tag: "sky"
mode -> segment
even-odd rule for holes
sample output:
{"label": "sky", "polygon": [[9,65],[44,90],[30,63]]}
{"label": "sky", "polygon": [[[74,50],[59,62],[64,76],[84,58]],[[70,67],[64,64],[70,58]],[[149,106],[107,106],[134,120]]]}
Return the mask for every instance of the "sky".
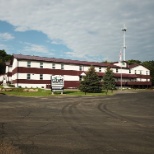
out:
{"label": "sky", "polygon": [[0,49],[84,61],[154,60],[154,0],[0,0]]}

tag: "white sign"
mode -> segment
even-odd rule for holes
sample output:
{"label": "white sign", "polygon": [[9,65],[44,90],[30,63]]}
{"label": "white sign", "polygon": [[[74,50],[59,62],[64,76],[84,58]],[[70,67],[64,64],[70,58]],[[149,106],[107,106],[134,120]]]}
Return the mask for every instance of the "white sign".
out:
{"label": "white sign", "polygon": [[51,87],[52,87],[52,90],[64,89],[64,77],[62,75],[52,75]]}

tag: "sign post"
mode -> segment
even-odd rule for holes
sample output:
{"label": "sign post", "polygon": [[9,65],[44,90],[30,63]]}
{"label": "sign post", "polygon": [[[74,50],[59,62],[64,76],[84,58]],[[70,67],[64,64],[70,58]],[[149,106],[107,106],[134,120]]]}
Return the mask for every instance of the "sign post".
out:
{"label": "sign post", "polygon": [[64,92],[64,76],[63,75],[52,75],[51,76],[51,91],[52,94],[56,91],[60,91],[61,94]]}

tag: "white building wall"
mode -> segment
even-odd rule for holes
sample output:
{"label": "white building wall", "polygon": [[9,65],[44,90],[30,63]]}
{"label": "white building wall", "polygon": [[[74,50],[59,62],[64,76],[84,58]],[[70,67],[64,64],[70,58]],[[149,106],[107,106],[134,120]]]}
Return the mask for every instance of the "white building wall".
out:
{"label": "white building wall", "polygon": [[142,74],[142,75],[149,75],[150,71],[143,67],[143,66],[137,66],[131,69],[133,74]]}

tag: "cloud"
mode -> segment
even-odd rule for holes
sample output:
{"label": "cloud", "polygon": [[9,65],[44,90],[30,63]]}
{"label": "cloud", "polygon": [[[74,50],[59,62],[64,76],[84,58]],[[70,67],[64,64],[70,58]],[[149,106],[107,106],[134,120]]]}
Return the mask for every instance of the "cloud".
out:
{"label": "cloud", "polygon": [[3,41],[9,41],[14,39],[14,36],[9,33],[0,33],[0,39]]}
{"label": "cloud", "polygon": [[48,53],[48,49],[43,45],[25,43],[24,49],[22,50],[28,53]]}
{"label": "cloud", "polygon": [[136,58],[131,57],[136,51],[140,55],[148,53],[141,60],[154,58],[148,56],[153,52],[149,44],[154,41],[152,0],[0,0],[0,3],[0,20],[14,25],[16,31],[43,32],[51,43],[66,45],[70,49],[68,57],[118,60],[123,42],[121,28],[125,23],[126,59]]}

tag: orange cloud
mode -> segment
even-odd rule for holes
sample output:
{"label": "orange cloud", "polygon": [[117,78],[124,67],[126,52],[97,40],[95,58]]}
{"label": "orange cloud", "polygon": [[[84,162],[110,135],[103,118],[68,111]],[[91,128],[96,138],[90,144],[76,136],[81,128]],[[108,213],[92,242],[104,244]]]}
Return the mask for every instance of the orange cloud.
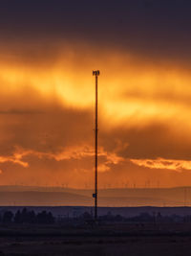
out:
{"label": "orange cloud", "polygon": [[130,161],[136,165],[141,167],[147,167],[150,169],[167,169],[177,172],[181,172],[182,170],[191,170],[191,161],[185,160],[174,160],[174,159],[130,159]]}
{"label": "orange cloud", "polygon": [[[22,148],[16,147],[15,151],[11,156],[0,156],[0,163],[11,162],[14,164],[21,165],[22,167],[29,167],[29,163],[24,161],[23,158],[30,155],[34,155],[39,159],[54,159],[55,161],[72,160],[72,159],[83,159],[85,157],[93,157],[95,154],[94,148],[89,146],[73,146],[67,147],[66,149],[60,149],[59,152],[43,152],[33,150],[24,150]],[[103,163],[98,166],[99,172],[107,172],[110,170],[110,165],[117,165],[124,159],[117,156],[115,152],[107,152],[103,148],[99,149],[98,156],[104,157]]]}

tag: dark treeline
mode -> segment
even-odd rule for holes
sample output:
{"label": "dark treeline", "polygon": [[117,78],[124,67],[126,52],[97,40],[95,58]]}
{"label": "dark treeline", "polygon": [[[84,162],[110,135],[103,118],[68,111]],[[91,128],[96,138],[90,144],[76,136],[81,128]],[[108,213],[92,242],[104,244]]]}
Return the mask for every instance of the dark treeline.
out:
{"label": "dark treeline", "polygon": [[34,211],[29,211],[27,208],[18,210],[15,215],[11,211],[6,211],[0,216],[2,223],[38,223],[38,224],[53,224],[54,218],[51,212],[42,211],[35,214]]}

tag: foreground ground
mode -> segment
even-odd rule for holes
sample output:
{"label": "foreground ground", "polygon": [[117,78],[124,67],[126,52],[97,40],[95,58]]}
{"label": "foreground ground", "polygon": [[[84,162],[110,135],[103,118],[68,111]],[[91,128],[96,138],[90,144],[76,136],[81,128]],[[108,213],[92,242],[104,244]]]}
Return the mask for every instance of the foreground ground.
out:
{"label": "foreground ground", "polygon": [[190,224],[1,226],[0,255],[190,255]]}

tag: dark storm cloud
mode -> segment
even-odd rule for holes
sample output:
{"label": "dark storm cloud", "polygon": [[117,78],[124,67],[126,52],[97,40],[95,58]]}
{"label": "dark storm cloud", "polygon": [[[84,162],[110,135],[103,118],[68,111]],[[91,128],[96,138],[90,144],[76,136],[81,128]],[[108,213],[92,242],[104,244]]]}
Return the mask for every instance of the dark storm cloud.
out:
{"label": "dark storm cloud", "polygon": [[[174,130],[173,130],[174,129]],[[118,155],[136,159],[182,159],[190,160],[191,141],[185,131],[174,132],[176,127],[165,124],[150,124],[143,128],[118,127],[110,132],[100,132],[106,151],[116,151]],[[112,139],[111,138],[115,138]],[[117,147],[120,141],[121,147]],[[126,145],[126,146],[125,146]]]}
{"label": "dark storm cloud", "polygon": [[0,3],[1,39],[82,40],[159,58],[190,57],[191,3],[185,0]]}

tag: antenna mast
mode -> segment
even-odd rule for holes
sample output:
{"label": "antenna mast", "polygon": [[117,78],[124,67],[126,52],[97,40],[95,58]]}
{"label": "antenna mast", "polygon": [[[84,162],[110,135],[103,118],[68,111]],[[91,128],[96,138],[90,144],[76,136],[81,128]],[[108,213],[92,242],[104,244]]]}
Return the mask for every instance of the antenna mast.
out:
{"label": "antenna mast", "polygon": [[93,198],[95,198],[95,220],[97,219],[97,133],[98,133],[98,119],[97,119],[97,81],[100,72],[99,70],[93,71],[93,76],[96,77],[96,104],[95,104],[95,194]]}

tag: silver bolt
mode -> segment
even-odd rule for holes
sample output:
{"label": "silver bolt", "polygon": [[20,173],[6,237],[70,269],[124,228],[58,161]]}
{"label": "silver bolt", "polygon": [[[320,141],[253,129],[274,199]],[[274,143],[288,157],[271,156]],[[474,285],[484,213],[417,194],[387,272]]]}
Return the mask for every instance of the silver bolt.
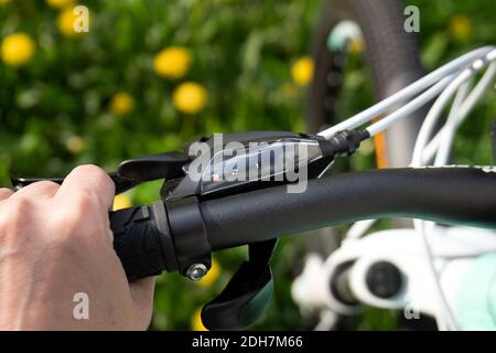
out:
{"label": "silver bolt", "polygon": [[201,280],[206,272],[208,272],[208,268],[206,268],[203,264],[193,264],[186,270],[186,276],[191,280],[197,281]]}

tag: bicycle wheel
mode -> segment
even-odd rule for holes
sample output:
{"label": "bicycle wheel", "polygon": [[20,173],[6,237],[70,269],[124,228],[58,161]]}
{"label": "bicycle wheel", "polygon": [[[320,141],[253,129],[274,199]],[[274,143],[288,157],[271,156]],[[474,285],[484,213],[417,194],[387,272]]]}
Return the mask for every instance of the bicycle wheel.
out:
{"label": "bicycle wheel", "polygon": [[[423,75],[416,33],[405,31],[400,0],[327,0],[320,13],[311,47],[314,76],[308,97],[310,132],[338,122],[339,95],[346,79],[346,58],[353,36],[358,35],[365,45],[363,62],[370,71],[376,101]],[[417,111],[374,139],[378,168],[410,163],[423,117],[422,110]],[[393,225],[411,226],[411,221],[393,220]],[[335,228],[311,232],[305,239],[308,252],[323,256],[328,256],[339,245]]]}
{"label": "bicycle wheel", "polygon": [[[346,79],[343,74],[347,53],[346,41],[341,45],[335,43],[336,36],[346,36],[346,33],[337,32],[353,31],[353,25],[359,29],[376,100],[422,76],[416,33],[407,33],[403,22],[403,7],[399,0],[328,0],[324,3],[312,38],[315,69],[308,98],[311,132],[337,122],[336,105]],[[423,115],[417,113],[398,121],[386,136],[375,139],[379,168],[409,163],[422,118]]]}

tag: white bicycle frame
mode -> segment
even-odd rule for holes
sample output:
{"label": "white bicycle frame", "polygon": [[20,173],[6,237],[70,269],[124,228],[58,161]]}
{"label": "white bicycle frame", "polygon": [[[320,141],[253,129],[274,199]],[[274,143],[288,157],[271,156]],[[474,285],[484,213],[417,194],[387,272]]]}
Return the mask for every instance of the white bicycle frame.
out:
{"label": "white bicycle frame", "polygon": [[[474,84],[483,69],[482,78]],[[460,125],[493,83],[495,74],[496,47],[477,49],[321,135],[331,138],[341,130],[360,127],[402,104],[366,128],[374,136],[435,98],[419,132],[410,167],[446,165]],[[444,125],[434,133],[442,113],[450,104]],[[341,248],[327,259],[311,254],[303,272],[294,280],[292,296],[302,310],[322,309],[322,320],[316,329],[330,329],[335,313],[353,314],[359,310],[359,306],[347,306],[336,300],[330,288],[330,279],[338,265],[349,261],[353,261],[353,267],[348,286],[360,303],[386,309],[403,308],[412,318],[423,312],[436,319],[440,330],[464,329],[459,325],[460,313],[454,310],[461,275],[481,255],[496,253],[496,234],[414,220],[412,229],[380,231],[364,237],[374,222],[355,223]],[[400,292],[388,299],[373,295],[365,282],[367,269],[381,260],[396,265],[405,277]]]}

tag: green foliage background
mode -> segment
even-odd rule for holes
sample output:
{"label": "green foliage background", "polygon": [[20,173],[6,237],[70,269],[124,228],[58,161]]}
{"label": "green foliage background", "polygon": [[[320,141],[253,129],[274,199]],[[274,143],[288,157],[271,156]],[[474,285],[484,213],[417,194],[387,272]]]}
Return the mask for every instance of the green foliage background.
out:
{"label": "green foliage background", "polygon": [[[379,1],[379,0],[378,0]],[[114,170],[129,157],[180,149],[194,137],[234,130],[304,130],[305,89],[291,79],[291,65],[308,55],[322,0],[121,0],[80,1],[91,11],[90,32],[65,38],[58,11],[44,1],[11,1],[0,7],[0,40],[25,32],[36,43],[31,62],[12,68],[0,62],[0,184],[10,171],[22,175],[63,175],[74,165],[95,163]],[[422,60],[433,69],[470,49],[496,43],[494,1],[412,0],[421,11]],[[454,17],[470,31],[450,30]],[[193,54],[186,77],[166,81],[152,67],[163,47],[181,45]],[[368,73],[352,67],[343,95],[343,116],[371,104]],[[208,105],[190,116],[177,113],[171,93],[195,81],[208,92]],[[356,92],[366,94],[357,97]],[[134,98],[122,117],[109,110],[118,92]],[[460,162],[492,163],[487,129],[496,117],[494,94],[486,95],[456,140]],[[79,136],[80,152],[66,141]],[[370,165],[370,156],[355,160]],[[160,183],[129,195],[151,202]],[[274,258],[276,295],[259,329],[302,329],[290,299],[290,284],[302,258],[301,239],[284,239]],[[217,255],[220,278],[209,287],[177,275],[158,280],[152,329],[190,329],[202,303],[222,290],[245,256],[244,249]],[[390,313],[367,311],[358,329],[391,329]]]}

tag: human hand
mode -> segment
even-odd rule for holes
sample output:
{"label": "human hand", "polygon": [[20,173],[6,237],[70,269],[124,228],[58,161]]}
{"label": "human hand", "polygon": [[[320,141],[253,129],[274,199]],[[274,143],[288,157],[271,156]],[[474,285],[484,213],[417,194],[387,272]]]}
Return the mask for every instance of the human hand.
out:
{"label": "human hand", "polygon": [[[94,165],[74,169],[62,185],[0,189],[0,329],[148,328],[154,280],[126,278],[109,227],[114,194]],[[87,295],[88,319],[74,315],[76,293]]]}

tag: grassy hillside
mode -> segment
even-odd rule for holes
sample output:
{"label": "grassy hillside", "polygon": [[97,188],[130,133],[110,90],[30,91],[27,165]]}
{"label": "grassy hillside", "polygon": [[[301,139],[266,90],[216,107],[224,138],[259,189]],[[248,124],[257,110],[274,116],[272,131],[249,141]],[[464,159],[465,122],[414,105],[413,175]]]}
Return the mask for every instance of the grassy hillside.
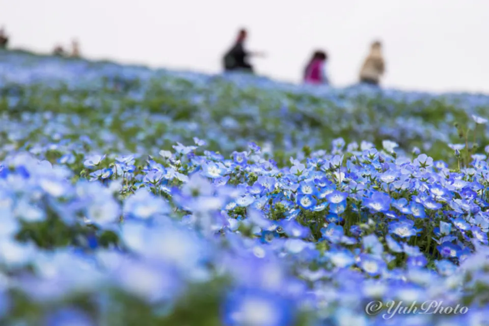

-- Instruction --
Please show every line from the rows above that contains the string "antenna".

-- Written solution --
tag: antenna mast
{"label": "antenna mast", "polygon": [[117,78],[124,67],[126,52],[97,40],[95,58]]}
{"label": "antenna mast", "polygon": [[[84,162],[110,135],[103,118],[68,111]],[[91,128],[96,138],[90,144],[76,136],[81,128]],[[108,213],[92,242],[104,244]]]}
Return the mask for every instance of the antenna mast.
{"label": "antenna mast", "polygon": [[93,198],[95,198],[95,220],[97,219],[97,133],[98,133],[98,119],[97,119],[97,81],[100,72],[99,70],[93,71],[93,76],[96,77],[96,104],[95,104],[95,194]]}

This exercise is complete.